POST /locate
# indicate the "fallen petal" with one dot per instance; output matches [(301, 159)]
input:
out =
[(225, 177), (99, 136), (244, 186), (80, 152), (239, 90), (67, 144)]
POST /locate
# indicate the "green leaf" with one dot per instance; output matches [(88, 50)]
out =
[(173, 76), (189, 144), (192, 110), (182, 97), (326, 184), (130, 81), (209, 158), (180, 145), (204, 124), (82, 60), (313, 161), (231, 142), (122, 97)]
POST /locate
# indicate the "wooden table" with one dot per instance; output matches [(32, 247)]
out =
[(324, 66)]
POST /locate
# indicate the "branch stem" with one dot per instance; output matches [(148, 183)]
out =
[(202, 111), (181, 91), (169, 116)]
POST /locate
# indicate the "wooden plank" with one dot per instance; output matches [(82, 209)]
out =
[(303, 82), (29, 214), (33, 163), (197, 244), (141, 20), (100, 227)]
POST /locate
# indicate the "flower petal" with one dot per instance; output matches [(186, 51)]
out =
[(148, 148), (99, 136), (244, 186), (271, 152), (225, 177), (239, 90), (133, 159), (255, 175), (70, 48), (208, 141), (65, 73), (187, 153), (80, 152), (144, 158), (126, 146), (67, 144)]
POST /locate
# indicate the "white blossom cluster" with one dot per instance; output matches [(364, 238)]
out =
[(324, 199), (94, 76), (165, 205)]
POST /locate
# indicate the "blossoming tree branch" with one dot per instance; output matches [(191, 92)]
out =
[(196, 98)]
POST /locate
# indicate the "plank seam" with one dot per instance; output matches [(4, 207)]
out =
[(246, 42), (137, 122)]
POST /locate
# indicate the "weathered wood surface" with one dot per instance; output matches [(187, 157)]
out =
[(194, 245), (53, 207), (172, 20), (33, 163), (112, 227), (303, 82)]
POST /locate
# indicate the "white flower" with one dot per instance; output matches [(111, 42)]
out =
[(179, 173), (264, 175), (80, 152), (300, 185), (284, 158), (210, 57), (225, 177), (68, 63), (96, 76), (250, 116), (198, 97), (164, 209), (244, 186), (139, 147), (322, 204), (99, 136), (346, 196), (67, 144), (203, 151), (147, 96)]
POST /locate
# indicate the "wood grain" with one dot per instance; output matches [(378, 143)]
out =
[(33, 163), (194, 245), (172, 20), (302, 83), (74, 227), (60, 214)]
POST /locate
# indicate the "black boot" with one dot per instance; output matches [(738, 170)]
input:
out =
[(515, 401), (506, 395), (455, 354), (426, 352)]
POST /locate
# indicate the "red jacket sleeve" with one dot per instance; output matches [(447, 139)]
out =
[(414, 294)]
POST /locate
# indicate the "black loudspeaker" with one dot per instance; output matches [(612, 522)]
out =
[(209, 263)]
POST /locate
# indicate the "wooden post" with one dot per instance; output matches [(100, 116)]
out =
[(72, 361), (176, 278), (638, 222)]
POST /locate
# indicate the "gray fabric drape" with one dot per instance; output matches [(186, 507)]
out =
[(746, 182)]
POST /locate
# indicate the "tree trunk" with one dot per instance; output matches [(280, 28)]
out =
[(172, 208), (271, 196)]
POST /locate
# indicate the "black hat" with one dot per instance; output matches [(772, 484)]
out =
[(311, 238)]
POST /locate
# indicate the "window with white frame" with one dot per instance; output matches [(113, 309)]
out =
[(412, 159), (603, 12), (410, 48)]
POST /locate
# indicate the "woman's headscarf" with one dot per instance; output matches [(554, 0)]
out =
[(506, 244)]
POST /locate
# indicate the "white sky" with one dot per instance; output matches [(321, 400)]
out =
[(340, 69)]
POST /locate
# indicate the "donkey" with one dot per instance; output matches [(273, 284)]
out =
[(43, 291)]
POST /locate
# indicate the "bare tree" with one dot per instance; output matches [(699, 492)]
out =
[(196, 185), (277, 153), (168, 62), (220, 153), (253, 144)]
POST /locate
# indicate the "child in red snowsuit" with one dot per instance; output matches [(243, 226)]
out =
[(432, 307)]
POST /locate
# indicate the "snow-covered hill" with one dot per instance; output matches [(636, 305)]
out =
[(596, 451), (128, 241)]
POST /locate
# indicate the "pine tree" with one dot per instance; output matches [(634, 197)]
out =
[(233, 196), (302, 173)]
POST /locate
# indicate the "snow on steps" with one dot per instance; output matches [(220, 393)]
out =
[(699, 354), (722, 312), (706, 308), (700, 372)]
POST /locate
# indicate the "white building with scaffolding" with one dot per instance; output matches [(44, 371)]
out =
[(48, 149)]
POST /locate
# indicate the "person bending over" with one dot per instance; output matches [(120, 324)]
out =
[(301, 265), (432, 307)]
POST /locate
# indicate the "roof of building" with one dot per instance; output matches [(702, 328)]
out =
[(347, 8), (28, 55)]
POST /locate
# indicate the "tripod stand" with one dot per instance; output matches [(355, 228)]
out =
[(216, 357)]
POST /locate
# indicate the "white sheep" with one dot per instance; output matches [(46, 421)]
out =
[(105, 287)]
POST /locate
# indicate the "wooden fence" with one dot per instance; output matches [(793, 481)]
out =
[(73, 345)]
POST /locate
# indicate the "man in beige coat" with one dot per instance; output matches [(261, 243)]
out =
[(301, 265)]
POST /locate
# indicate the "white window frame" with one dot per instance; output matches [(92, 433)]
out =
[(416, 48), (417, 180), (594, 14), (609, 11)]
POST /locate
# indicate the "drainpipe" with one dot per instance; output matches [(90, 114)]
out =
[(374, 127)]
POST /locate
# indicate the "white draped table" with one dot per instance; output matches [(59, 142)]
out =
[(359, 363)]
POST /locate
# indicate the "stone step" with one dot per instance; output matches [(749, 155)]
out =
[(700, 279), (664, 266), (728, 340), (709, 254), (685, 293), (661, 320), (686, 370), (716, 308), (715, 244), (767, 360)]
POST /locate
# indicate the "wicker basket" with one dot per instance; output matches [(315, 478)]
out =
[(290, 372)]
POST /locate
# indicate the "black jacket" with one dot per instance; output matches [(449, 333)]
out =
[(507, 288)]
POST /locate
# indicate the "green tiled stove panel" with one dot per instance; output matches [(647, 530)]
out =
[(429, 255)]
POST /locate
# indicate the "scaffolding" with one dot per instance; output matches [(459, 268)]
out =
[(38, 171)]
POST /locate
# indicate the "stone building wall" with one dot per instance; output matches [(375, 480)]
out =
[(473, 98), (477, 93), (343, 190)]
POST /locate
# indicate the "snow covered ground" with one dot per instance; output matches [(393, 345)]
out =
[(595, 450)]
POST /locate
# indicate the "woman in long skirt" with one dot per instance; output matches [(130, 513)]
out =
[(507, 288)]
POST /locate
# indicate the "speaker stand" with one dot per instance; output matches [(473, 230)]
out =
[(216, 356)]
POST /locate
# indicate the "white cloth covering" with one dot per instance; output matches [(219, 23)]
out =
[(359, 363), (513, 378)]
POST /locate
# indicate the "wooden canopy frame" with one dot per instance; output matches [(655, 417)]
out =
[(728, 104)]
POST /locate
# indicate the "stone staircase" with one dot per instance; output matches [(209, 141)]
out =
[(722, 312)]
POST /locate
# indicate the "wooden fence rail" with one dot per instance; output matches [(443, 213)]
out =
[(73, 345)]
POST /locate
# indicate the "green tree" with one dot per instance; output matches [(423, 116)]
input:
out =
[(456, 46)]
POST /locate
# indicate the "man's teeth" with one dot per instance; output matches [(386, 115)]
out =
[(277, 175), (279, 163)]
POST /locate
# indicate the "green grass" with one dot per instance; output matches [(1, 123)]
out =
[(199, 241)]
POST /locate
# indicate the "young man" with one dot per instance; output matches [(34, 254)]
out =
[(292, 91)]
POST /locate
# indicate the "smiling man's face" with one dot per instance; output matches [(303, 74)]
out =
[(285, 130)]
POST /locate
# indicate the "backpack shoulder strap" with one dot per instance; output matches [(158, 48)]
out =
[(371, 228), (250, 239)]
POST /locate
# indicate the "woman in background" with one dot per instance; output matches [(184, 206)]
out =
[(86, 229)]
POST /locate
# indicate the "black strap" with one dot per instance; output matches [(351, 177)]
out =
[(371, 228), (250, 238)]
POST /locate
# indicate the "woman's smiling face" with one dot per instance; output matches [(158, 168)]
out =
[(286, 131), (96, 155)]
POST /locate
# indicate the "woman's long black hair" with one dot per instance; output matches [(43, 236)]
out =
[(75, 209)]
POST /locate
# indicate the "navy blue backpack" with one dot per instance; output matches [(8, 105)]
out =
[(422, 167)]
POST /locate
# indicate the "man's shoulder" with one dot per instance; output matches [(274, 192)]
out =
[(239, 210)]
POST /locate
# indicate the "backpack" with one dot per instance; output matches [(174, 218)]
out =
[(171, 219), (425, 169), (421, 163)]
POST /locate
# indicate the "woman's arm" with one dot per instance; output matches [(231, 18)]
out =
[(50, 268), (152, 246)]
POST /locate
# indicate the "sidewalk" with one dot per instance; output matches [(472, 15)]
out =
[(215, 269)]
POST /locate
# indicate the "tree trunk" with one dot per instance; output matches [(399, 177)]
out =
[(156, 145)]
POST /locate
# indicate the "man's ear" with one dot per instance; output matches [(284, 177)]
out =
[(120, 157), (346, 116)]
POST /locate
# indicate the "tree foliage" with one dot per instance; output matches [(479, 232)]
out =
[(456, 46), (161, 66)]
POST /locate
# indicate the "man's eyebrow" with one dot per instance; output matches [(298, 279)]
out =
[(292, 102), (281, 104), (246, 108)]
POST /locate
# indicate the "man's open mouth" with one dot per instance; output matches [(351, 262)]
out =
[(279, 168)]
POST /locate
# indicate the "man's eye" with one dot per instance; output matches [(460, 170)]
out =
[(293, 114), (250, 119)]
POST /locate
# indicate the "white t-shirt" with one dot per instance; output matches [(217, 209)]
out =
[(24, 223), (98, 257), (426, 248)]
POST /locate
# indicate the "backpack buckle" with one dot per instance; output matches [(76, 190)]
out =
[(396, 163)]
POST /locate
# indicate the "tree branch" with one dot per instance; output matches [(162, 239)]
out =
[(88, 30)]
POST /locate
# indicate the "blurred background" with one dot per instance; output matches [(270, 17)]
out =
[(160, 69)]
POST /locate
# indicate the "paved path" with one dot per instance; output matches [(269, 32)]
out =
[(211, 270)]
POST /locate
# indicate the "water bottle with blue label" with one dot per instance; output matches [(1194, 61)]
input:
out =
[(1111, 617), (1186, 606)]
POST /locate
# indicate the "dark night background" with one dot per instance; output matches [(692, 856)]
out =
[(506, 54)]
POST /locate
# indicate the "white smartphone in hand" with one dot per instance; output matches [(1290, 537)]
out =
================
GESTELLTE AUFGABE:
Schreiben Sie die Zeilen vom Anfang bis einschließlich der Zeile mit „20), (100, 227)]“ unverändert ab.

FERTIGE ANTWORT:
POST /locate
# indicate the "fallen petal" with one dot per instance; output matches [(301, 159)]
input:
out =
[(225, 177), (99, 136), (244, 186), (80, 152), (239, 90), (67, 144)]
POST /locate
# indicate the "green leaf" with one dot per instance; output matches [(88, 50)]
out =
[(173, 76), (189, 144), (192, 110), (182, 97), (326, 184), (130, 81), (209, 158), (180, 145), (204, 124), (82, 60), (313, 161), (231, 142), (122, 97)]
POST /locate
# indicate the "wooden table" with one dot per instance; output matches [(32, 247)]
out =
[(324, 66)]
POST /locate
# indicate the "branch stem" with one dot per instance; output matches [(148, 183)]
out =
[(202, 111), (181, 91), (169, 116)]
POST /locate
# indicate the "wooden plank" with one dot per instance; output matches [(82, 209)]
out =
[(303, 82), (29, 214), (33, 163), (197, 244), (141, 20), (100, 227)]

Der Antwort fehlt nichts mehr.